>> START Data rows

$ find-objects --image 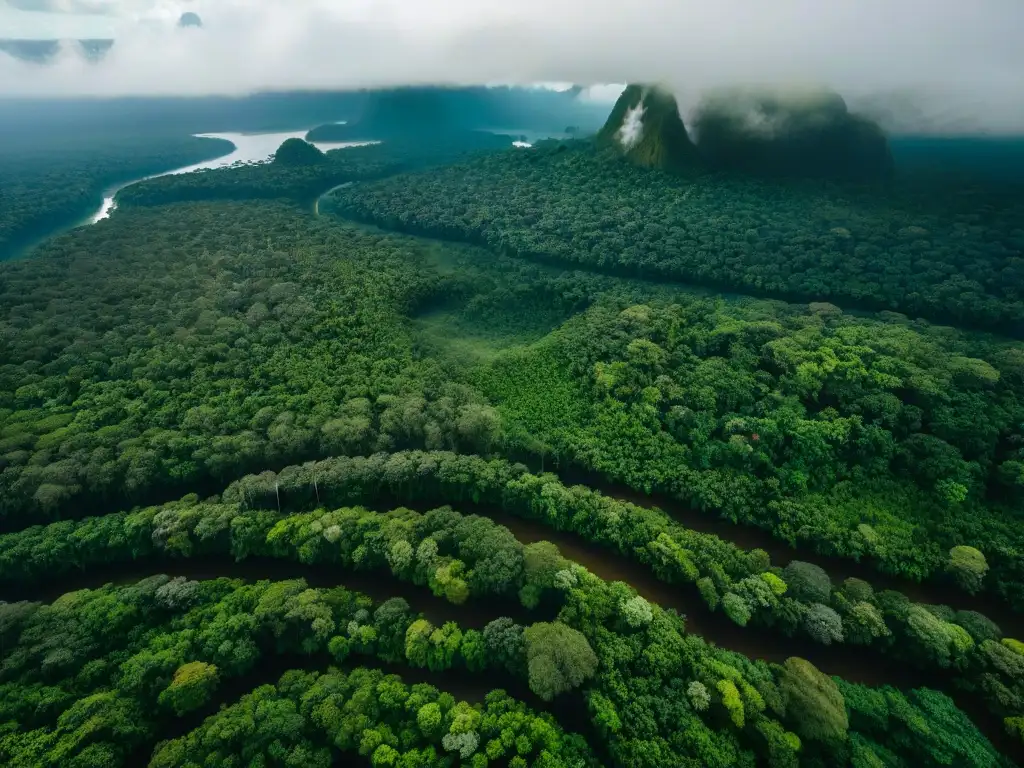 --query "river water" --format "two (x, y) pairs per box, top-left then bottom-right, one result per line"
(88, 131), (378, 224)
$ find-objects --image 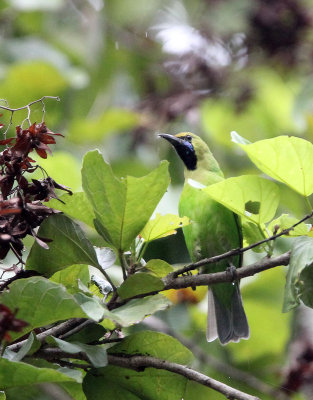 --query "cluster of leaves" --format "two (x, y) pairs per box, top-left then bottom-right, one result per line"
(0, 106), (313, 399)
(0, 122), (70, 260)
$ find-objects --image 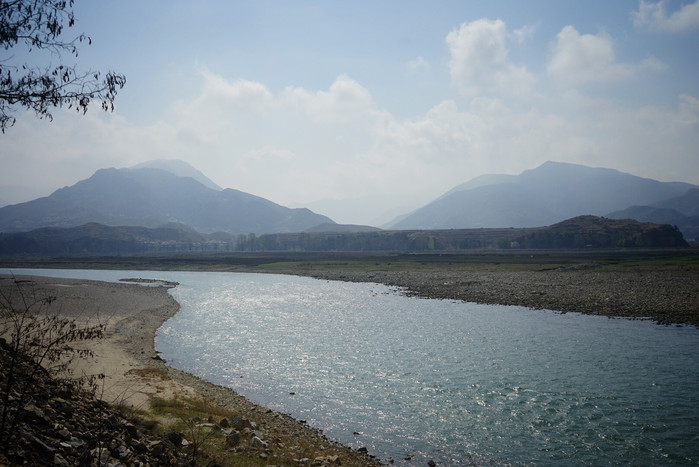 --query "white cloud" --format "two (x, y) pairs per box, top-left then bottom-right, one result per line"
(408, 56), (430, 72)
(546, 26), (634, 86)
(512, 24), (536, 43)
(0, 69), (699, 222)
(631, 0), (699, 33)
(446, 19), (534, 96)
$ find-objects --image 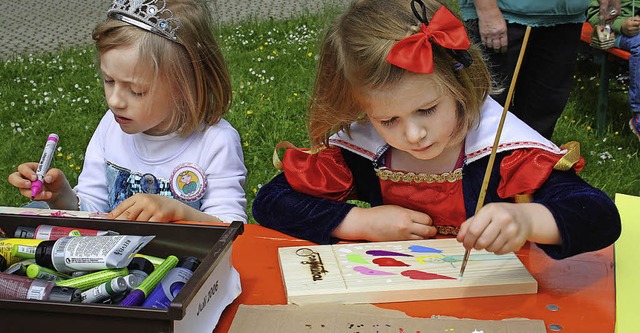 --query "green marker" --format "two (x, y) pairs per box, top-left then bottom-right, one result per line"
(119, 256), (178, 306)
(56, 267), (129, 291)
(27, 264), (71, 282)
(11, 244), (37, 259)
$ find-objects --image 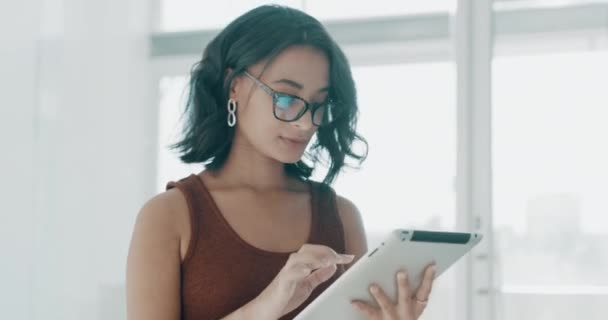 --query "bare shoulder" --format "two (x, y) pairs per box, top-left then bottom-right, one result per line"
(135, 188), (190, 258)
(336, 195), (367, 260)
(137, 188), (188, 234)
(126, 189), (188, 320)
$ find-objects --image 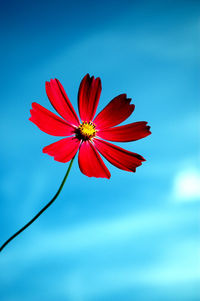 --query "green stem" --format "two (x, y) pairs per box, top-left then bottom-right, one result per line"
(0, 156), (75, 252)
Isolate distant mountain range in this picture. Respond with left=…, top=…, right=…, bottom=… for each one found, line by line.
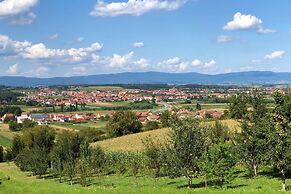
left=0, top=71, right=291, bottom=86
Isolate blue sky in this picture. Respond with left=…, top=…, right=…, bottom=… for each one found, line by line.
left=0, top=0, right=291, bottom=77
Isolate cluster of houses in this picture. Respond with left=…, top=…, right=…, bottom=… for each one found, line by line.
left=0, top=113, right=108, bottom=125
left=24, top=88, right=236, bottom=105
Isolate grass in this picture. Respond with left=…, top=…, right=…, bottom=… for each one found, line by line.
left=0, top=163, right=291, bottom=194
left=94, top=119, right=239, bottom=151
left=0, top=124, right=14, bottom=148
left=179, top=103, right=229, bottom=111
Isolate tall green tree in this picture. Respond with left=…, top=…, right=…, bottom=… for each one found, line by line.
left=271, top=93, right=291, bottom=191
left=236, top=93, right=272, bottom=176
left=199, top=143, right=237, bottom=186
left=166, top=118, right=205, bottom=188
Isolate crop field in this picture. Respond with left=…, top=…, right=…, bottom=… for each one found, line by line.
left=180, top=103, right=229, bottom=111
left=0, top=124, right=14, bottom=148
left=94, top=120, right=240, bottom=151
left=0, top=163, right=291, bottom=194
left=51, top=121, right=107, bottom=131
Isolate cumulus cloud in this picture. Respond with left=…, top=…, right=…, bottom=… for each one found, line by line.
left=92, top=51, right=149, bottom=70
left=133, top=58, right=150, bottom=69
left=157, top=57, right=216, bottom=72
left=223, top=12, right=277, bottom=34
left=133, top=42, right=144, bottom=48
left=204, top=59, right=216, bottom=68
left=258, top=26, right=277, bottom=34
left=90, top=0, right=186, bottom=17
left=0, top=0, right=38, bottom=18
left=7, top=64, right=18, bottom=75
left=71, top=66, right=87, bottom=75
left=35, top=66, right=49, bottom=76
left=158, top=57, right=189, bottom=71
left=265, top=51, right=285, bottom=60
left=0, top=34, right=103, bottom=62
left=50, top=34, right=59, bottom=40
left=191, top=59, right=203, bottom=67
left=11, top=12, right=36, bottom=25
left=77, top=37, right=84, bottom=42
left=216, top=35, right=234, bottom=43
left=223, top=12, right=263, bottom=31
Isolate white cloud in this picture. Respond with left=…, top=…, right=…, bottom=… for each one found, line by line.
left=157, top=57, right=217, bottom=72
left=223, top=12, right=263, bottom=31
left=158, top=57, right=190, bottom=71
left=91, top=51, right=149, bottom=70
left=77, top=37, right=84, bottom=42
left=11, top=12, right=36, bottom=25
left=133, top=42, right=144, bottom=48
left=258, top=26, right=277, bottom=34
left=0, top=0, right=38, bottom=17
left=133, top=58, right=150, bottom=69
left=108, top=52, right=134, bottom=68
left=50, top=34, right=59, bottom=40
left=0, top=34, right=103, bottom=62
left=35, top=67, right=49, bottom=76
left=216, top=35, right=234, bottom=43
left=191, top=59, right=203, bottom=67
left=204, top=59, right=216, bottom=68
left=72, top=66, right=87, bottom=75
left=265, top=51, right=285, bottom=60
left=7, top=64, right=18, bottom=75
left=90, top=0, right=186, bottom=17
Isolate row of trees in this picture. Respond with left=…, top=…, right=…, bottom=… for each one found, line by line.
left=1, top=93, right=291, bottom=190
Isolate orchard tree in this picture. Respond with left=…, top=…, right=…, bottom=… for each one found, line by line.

>> END Data rows

**Set problem**
Copy out the items verbatim, from the line containing "Isolate row of" through the end of the items.

**Solution for this task**
Isolate row of trees in this picture. Respond with left=…, top=…, right=…, bottom=… for each one found, line by line.
left=1, top=93, right=291, bottom=190
Isolate orchard tree in this picture. Respond with left=…, top=…, right=…, bottom=… for each one found, line by line.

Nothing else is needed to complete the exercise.